[MATERIALS PROVIDED Boundary: Start]
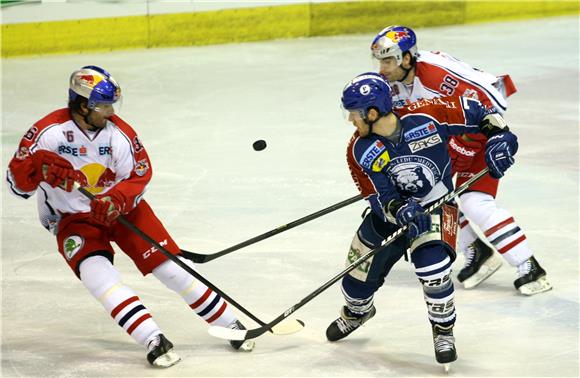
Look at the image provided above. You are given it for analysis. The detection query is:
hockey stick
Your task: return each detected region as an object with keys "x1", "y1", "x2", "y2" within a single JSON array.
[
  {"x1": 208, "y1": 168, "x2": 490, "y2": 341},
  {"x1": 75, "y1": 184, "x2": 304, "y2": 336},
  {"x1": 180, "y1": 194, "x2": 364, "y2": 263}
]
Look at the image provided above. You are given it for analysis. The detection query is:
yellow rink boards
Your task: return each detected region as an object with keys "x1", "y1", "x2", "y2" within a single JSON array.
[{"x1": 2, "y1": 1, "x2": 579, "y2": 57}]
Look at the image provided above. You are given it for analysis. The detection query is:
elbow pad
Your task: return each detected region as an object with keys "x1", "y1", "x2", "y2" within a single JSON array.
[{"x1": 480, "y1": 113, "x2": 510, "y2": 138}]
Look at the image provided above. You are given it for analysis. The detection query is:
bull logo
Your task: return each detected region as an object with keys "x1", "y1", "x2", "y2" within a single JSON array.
[MATERIALS PROVIDED Boundary: End]
• _TASK OBJECTIVE_
Could you write out every line above exactly as it stands, with no images?

• _ANSWER TO THE EXERCISE_
Look at the image provided above. You are given it for analysis. The detection query is:
hockey stick
Your task: return each detected region as an object with keys "x1", "y1", "x2", "y2" within a single JSON array.
[
  {"x1": 208, "y1": 168, "x2": 490, "y2": 341},
  {"x1": 75, "y1": 184, "x2": 304, "y2": 336},
  {"x1": 180, "y1": 194, "x2": 364, "y2": 263}
]
Look at the image provided above. You are given it for analysis. The detection query is:
yellow rink boards
Your task: return each detected region as an object with keys "x1", "y1", "x2", "y2" within a single JSON array.
[{"x1": 2, "y1": 1, "x2": 579, "y2": 57}]
Look at the image provided above. You are given it for analysis. The detection query is:
elbow pad
Your task: return each detected region as an object with keys "x1", "y1", "x2", "y2" within a single JSON array.
[{"x1": 480, "y1": 113, "x2": 510, "y2": 138}]
Look at the image provided above. You are given it for analysis. The detection query is:
bull logo
Your task: return each detected region as an object with keys "x1", "y1", "x2", "y2" within a single JSON array.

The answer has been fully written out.